Task brief ->
Answer these questions from the HBase forum thread:
(a) Which two things does the reply ask the other poster to share?
(b) What were the regionservers busy doing when the long GCs happened?
(c) What did the long GCs trigger that led a regionserver to shut itself down?

Document text ->
::::::::

Re: HBaseClient.call() hang

Posted by Azuryy Yu <az...@gmail.com>.

Don't increase RS timeout to avoid this issue. what size of your block
size? and can you paste your JVM options here?

I also met a long GC problem, but I tuned jvm options, it works very well
now.


On Tue, Dec 18, 2012 at 1:18 AM, Bryan Keller <br...@gmail.com> wrote:

> It seems there was a cascading effect. The regionservers were busy with
> scanning a table, which resulted in some long GC's. The GC's were long
> enough to trigger the Zookeeper timeout on at least one regionserver, which
> resulted in the regionserver shutting itself down. This then caused the
> Object.wait() call which got stuck, and only exited after the very long RPC
> timeout.
>
> I have done a fair amount of work optimizing the GCs, and I increased the
> regionserver timeouts, which should help with the regionserver shutdowns.

::::::::

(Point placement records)

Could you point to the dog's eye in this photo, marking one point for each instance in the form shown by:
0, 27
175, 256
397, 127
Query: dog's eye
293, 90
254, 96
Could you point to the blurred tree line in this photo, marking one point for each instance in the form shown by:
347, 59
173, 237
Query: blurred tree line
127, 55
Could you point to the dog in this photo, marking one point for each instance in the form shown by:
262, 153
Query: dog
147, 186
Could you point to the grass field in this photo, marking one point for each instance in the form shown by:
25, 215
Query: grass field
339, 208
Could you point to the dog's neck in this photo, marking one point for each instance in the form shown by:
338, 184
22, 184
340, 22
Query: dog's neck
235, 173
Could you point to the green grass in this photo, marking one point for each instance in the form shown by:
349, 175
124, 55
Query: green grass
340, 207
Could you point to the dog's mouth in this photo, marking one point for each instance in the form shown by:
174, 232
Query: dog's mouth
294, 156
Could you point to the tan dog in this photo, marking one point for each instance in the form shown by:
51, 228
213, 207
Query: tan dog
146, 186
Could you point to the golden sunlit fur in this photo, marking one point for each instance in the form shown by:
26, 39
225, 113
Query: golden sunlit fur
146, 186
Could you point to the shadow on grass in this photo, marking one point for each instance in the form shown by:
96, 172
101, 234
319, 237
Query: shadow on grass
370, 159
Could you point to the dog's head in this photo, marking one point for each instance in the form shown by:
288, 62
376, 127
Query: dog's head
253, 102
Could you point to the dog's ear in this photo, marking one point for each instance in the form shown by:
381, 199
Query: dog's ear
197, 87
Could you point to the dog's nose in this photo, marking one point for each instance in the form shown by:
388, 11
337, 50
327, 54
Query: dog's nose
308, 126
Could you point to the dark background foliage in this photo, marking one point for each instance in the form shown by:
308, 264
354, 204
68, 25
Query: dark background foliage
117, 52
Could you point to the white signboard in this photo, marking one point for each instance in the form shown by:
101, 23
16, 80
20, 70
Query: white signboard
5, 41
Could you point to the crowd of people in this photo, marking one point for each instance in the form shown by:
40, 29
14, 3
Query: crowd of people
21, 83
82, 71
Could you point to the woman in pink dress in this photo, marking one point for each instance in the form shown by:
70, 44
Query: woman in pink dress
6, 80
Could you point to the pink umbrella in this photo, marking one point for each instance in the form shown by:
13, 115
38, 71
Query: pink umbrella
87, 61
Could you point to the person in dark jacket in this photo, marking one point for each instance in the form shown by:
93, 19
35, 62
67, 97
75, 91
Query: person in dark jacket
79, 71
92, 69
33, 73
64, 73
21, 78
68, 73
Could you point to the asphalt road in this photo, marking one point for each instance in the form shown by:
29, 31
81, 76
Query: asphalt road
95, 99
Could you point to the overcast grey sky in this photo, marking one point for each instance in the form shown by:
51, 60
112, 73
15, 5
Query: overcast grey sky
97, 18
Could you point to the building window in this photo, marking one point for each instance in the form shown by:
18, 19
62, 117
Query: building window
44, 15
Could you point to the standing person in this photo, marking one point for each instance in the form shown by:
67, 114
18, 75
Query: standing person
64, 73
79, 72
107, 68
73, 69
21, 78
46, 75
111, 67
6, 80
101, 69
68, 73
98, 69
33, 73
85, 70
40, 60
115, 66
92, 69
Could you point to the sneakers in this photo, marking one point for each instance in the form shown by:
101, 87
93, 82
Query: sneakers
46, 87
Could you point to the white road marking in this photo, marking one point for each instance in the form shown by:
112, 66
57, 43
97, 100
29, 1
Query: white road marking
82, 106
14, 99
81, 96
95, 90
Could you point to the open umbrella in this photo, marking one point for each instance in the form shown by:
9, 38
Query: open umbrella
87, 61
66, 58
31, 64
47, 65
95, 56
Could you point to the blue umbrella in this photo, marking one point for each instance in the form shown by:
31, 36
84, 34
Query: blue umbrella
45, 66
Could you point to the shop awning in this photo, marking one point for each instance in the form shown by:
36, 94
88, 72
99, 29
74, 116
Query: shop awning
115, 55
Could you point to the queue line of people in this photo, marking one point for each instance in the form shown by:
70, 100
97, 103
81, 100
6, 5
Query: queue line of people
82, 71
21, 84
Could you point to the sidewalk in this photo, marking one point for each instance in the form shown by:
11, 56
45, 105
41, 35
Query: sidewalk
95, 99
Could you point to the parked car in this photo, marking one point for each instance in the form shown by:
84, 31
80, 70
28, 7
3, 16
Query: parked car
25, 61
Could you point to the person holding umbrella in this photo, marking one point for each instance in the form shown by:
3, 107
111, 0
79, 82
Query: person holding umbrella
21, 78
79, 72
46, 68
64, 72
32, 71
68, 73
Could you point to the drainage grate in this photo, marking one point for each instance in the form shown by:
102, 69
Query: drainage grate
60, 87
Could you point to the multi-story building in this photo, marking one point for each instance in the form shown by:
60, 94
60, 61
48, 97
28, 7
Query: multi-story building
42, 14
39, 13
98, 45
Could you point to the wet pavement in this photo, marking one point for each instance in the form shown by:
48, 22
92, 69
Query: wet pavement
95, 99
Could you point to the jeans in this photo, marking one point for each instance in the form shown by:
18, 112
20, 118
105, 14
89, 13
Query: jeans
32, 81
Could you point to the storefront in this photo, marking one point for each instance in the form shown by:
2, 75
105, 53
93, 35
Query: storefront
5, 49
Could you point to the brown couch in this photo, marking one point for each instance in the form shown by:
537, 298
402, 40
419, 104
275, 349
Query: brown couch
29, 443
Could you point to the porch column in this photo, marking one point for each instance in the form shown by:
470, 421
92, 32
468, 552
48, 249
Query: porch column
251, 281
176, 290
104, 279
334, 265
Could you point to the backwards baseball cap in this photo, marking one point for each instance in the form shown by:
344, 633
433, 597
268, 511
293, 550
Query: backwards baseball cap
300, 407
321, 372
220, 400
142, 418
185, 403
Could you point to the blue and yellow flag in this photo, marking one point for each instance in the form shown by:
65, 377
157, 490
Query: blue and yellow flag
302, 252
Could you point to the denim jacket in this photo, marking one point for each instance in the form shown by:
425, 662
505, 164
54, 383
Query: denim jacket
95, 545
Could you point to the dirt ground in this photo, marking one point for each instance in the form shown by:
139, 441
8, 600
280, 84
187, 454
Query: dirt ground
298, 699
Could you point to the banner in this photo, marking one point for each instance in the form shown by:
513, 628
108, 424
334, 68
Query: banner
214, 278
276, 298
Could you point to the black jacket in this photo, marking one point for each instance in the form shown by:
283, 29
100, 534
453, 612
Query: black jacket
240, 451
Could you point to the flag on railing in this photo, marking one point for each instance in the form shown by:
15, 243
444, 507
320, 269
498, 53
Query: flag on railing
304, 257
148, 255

::::::::

Correct response ->
(a) The block size and the JVM options.
(b) Scanning a table.
(c) The Zookeeper timeout.